— start of Exercise materials —

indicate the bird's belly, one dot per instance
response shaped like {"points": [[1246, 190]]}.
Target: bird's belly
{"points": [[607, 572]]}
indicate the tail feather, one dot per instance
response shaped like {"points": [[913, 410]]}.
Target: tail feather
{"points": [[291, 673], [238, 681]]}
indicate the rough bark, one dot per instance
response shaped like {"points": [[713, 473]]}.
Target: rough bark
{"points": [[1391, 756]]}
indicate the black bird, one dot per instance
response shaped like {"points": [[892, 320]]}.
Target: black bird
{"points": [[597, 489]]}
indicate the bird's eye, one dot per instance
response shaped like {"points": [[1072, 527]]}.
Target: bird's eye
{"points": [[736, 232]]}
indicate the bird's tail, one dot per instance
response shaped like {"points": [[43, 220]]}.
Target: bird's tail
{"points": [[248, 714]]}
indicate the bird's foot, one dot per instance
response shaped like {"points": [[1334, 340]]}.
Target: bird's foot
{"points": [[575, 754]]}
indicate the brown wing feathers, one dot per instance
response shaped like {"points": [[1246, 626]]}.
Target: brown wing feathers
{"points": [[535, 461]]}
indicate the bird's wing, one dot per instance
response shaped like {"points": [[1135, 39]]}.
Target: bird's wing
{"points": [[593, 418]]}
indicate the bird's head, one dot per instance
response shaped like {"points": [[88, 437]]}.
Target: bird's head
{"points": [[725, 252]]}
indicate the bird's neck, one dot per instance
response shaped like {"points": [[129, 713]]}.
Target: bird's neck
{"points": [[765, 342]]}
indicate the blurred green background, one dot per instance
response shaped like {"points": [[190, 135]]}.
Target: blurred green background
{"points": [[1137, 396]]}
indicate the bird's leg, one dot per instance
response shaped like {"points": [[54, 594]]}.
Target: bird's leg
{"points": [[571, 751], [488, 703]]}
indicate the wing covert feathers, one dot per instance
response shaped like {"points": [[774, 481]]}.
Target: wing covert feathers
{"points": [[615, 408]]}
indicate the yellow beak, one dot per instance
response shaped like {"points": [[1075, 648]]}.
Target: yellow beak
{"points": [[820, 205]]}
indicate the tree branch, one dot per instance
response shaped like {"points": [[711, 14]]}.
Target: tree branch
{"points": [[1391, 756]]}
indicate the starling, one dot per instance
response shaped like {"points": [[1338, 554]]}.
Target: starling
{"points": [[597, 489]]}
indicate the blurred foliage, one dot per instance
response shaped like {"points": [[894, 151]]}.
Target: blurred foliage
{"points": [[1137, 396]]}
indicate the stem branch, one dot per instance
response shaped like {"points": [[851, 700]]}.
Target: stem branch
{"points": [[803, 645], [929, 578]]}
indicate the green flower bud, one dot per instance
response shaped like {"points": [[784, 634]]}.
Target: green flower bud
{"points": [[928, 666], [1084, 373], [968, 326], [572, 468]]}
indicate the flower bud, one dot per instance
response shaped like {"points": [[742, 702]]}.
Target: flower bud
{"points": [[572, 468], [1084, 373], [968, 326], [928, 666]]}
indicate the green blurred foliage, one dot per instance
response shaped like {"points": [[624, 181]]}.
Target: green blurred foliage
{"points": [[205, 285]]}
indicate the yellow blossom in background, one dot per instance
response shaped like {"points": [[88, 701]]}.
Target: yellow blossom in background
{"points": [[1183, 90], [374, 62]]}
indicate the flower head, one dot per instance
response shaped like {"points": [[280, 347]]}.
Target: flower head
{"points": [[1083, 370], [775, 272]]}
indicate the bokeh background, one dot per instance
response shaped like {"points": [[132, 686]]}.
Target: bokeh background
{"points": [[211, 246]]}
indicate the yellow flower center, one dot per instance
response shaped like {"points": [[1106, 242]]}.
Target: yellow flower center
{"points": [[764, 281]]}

— end of Exercise materials —

# [What you should do]
Set down the listing above in full, please, exactly as it appears.

# [Solution to this task]
indicate the bird's belly, one dot per instance
response shaped like {"points": [[1246, 190]]}.
Target: bird's belly
{"points": [[607, 572]]}
indicate the tail feather, one dot per instance
response shaped like {"points": [[913, 410]]}.
Target: tail feather
{"points": [[291, 673], [238, 681]]}
indicate the rough bark, one dot per instance
response shaped like {"points": [[713, 473]]}.
Target: rough bark
{"points": [[1391, 756]]}
indicate the black bird, one dot per instance
response shaped like {"points": [[892, 320]]}.
Target: black bird
{"points": [[597, 489]]}
indicate the bird's eye, one dot per instance
response shaped like {"points": [[1072, 527]]}.
Target: bird's eye
{"points": [[736, 232]]}
indicate the bird's tail, one dot per instance
response shaped like {"points": [[43, 220]]}.
Target: bird's tail
{"points": [[248, 714]]}
indicate the bird's foot, one dot per instance
response shaped like {"points": [[1334, 340]]}.
Target: bird's foot
{"points": [[575, 754]]}
indicate the brown wing feathers, one dot per instance
response shaped like {"points": [[1246, 626]]}.
Target: brown wing feathers
{"points": [[535, 461]]}
indicate the bird's wing, one dot per instance
response shaped like {"points": [[1135, 39]]}.
Target: bird's wing
{"points": [[593, 418]]}
indicate the bird's head, one dot per instance
response shaped like {"points": [[88, 437]]}.
Target: bird's head
{"points": [[725, 252]]}
indicate the bird's neck, one dot per instance
response shaped like {"points": [[129, 713]]}.
Target: bird's neck
{"points": [[765, 342]]}
indicate the blurred green background, one dot per instance
response shaped like {"points": [[190, 135]]}.
Target: blurred green background
{"points": [[1137, 396]]}
indicate the bird's leg, one dot per instance
response shaped like {"points": [[54, 594]]}.
Target: bird's leg
{"points": [[571, 751], [488, 703]]}
indicate the wing covert feathers, one dot per instance
response shaped like {"points": [[774, 481]]}.
Target: wing covert feathers
{"points": [[615, 408]]}
indicate the yellow beak, one dot per instance
response shaped like {"points": [[1075, 648]]}.
Target: yellow beak
{"points": [[820, 205]]}
indicate the tree branch, one dot per instance
response shaped like {"points": [[711, 14]]}.
Target: tree branch
{"points": [[1391, 756]]}
indicate the starling, one dot per instance
response shaped like {"points": [[1338, 554]]}.
Target: starling
{"points": [[597, 489]]}
indicate the blurred foliage, one dot per instance
response shaped like {"points": [[894, 151]]}.
Target: blurred foliage
{"points": [[1137, 396]]}
indicate the stem branch, one dot per instance
response shaped like {"points": [[851, 700]]}.
Target: stem branch
{"points": [[803, 645], [929, 578]]}
indicate the green flower bud, one dot per instance
response shaped like {"points": [[784, 634]]}.
Target: green flower bud
{"points": [[928, 666], [1084, 373], [968, 326], [572, 468]]}
indicate the flower bud, one dot per instance
response shaped like {"points": [[742, 702]]}.
Target: flower bud
{"points": [[572, 468], [1084, 373], [968, 326], [928, 666]]}
indicate the green blurred foliage, one dot per instance
response shaped like {"points": [[624, 181]]}.
Target: green blurred foliage
{"points": [[205, 285]]}
indicate the yellow blossom in background, one dot per instance
response shaped like {"points": [[88, 701]]}.
Target: yellow blossom in background
{"points": [[1183, 90], [374, 62]]}
indicate the flower head, one dot per instance
response shaped like {"points": [[280, 347]]}.
Target: flower head
{"points": [[1083, 370], [775, 272]]}
indicate the bokeh background, one dot per instance
response shaped like {"points": [[132, 686]]}.
Target: bokeh background
{"points": [[211, 246]]}
indicate the yellow flower center, one dot per instance
response shaped like {"points": [[1106, 242]]}.
Target: yellow flower center
{"points": [[764, 281]]}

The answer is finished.